* **WHAT YOU NEED TO DO**: Copy out the rows below, switching every "instance" to "occurrence" and keeping everything else as it is. Leave the pictures out of your answer.

== SUPPLIED DATA ==

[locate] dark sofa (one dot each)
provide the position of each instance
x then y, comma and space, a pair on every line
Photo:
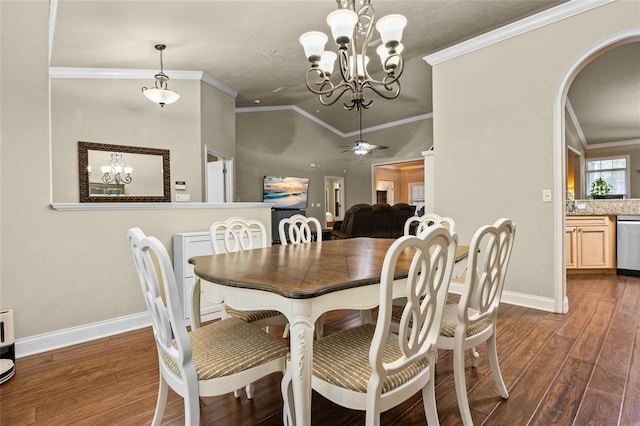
377, 221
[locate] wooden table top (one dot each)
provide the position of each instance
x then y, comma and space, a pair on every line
300, 271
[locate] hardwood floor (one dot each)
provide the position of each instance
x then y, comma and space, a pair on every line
582, 369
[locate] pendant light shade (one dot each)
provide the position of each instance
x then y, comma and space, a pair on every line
160, 94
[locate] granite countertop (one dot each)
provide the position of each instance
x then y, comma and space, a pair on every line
613, 207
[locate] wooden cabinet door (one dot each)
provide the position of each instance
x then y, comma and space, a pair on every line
590, 242
571, 249
593, 247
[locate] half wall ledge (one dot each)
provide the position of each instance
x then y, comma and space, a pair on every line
155, 206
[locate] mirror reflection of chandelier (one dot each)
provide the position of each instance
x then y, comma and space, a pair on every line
113, 173
352, 29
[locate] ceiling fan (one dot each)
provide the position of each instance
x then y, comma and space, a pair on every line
361, 147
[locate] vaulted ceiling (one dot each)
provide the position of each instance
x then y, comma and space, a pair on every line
252, 48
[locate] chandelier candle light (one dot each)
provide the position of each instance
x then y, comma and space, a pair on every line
352, 29
161, 94
113, 172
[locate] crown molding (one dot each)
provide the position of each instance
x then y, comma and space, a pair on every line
316, 120
555, 14
616, 144
132, 74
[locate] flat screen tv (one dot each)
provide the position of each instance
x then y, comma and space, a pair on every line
285, 192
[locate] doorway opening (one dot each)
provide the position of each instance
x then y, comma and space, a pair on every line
561, 153
218, 181
399, 182
333, 199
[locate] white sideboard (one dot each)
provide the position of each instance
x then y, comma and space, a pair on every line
189, 244
186, 245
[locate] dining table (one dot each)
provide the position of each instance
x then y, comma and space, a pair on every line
304, 281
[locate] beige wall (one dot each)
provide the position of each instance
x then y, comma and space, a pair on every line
68, 269
295, 142
494, 135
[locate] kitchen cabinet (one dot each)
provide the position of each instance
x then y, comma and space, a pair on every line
590, 242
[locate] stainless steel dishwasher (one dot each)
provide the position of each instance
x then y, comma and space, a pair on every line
628, 246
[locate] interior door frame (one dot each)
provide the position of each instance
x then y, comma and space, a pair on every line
329, 186
229, 176
386, 163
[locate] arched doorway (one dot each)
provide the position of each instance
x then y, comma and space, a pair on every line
560, 155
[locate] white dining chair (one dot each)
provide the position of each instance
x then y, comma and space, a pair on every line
297, 230
414, 226
420, 223
372, 369
473, 319
238, 234
212, 360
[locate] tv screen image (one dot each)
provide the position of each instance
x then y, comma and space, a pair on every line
285, 192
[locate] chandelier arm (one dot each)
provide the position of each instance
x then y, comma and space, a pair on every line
324, 97
352, 63
323, 82
391, 90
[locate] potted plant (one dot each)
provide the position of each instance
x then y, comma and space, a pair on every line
600, 188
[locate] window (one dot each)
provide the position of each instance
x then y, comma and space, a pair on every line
614, 170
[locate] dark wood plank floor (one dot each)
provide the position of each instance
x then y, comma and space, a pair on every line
577, 369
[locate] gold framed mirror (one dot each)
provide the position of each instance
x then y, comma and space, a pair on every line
123, 174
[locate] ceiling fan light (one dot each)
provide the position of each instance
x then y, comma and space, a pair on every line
390, 28
342, 23
313, 43
161, 96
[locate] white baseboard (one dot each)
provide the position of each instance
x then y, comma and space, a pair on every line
71, 336
519, 299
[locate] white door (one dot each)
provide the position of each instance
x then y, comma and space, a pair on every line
215, 182
384, 192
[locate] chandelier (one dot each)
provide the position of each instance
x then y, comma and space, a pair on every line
352, 29
116, 172
161, 94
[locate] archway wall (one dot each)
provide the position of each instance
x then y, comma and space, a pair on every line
494, 139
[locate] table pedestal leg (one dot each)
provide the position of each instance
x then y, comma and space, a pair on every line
301, 338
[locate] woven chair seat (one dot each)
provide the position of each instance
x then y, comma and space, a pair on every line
250, 316
342, 359
229, 346
450, 321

===

* **FINISHED TASK**:
[locate] dark sofa (one dot each)
provide the position of each occurrence
x then y, comma and space, a pair on every line
Photo:
377, 221
[locate] wooden table top (one dot each)
provide the position of each occurrence
x then y, comma and space, a pair on every line
300, 271
[locate] hardwood floor (one dot each)
provide the position of each occurrence
x then y, comma and space, a pair on every line
582, 369
[locate] pendant light shade (one dot each)
provide the position of each occurrence
x then y, comma and space, a pair on every line
160, 94
[locate] granite countertop (one dot each)
provide the position of each occurrence
x then y, comma and space, a pair on every line
613, 207
[locate] wooden cabinet door (one dot each)
provide the position of each occurrence
x then y, comma and space, a pair on every line
590, 242
571, 249
593, 247
[locate] half wall ledge (one dot each)
provide the position of each occurrence
x then y, comma and space, a pair on every line
155, 206
[locate] mirror reflection of chandelier (one dot each)
provide the position of each occurrence
x then y, comma and space, a pair on every line
113, 173
352, 29
[locate] ceiling fan (one dot each)
provide the position of each occurrence
x then y, comma and space, a pair on every line
361, 147
[locate] vaulted ceiling (one dot each)
provide the position of each occurrence
x then y, comma and space, a pair on every line
252, 48
[locate] chandelier candle light (one dot each)
provide the position of each occurrence
x then y, comma and space, a pair on every line
352, 29
161, 94
113, 172
[locate] crown molding (one dot each)
provide the position of each occurrence
x then y, comma and space, a pair on every line
316, 120
555, 14
616, 144
132, 74
[locate] flat screen tv (one dot each)
provide the position of each occurrence
x then y, comma and space, a pair on every line
285, 192
[locate] doorway opening (one dot each)
provide the position of each occurrence
x then y, comma and space, a pair on every line
561, 153
218, 181
399, 182
333, 199
[locate] white sideboard (one dot each)
provide the position of each occurrence
x then y, comma and space, a pair on every line
189, 244
186, 245
[locate] dining table (one dot each)
provide the position of each occurrence
x then y, comma and space, a pair on every line
304, 281
[locate] beige wall (one dot each)
provide the position of each occurrence
x then y, comma and space, a pair on every line
68, 269
295, 142
494, 135
[locate] kitchen cabinet (one dot each)
provide the position of each occurrence
x then y, comma and space, a pair on every line
590, 242
[locate] stainless steel dishwasher (one dot each)
provide the position of each occurrence
x then y, comma and space, a pair on every line
628, 246
[locate] interior door frame (one dot each)
provide the position of each occurrence
x then y, comma and space, a pair on every line
329, 186
229, 176
386, 163
[locate] arched doorway (one dot each)
provide the position of each occurrence
x then y, comma and space, a pair on every line
560, 155
[locate] white dining chair (one dot each)
provide the position of each occurrence
x then y, comma and space, a pair on every line
297, 230
414, 226
420, 223
372, 369
473, 319
238, 234
212, 360
[locate] tv screen image (one dot each)
provide the position of each occurrence
x then y, comma and space, a pair on every line
285, 192
[locate] chandelier arm (one dot each)
provide the position of each occurrence
x then y, comma and space, a pair on every line
324, 97
352, 63
323, 82
391, 90
[locate] potted plant (one dot each)
provide the position of each occurrence
x then y, comma and space, a pair on every line
600, 188
[locate] window (one dot each)
provide the position of each occurrence
x then y, comma and space, a pair on every line
614, 170
[locate] dark wood plank floor (one dot each)
provide the position of each occurrence
x then y, comma and space, a pair on every line
577, 369
[locate] gold framed mirror (one dot each)
provide the position of each occurrence
x then y, comma and space, a pair on every line
123, 174
[locate] ceiling fan light (one dot each)
provide the position of each occurrence
x then y, comma and space, a pair on every line
390, 28
342, 23
313, 43
161, 96
[locate] white baseboard (one dot each)
provide the position of each occurrence
x then y, comma and space, a pair on every line
71, 336
519, 299
[locate] white door (one dot each)
provide the position of each occurrence
x then y, comma and space, a pair on every line
215, 182
384, 192
[locate] chandelier (one dot each)
provide the position of each occurrence
x then y, comma and space, a pair on every line
352, 29
116, 172
161, 94
[locate] archway wall (one dot each)
provide the position of each occurrence
x then y, comma and space, a pair on every line
494, 139
[locate] table pedestal leg (one dot each)
provide the position of each occurrence
x then y, comma and space, a pair on every line
301, 338
[locate] woven chair seat (one dot each)
provide the position of each occurrence
x then y, comma and space, a pair on every line
250, 316
342, 359
229, 346
450, 321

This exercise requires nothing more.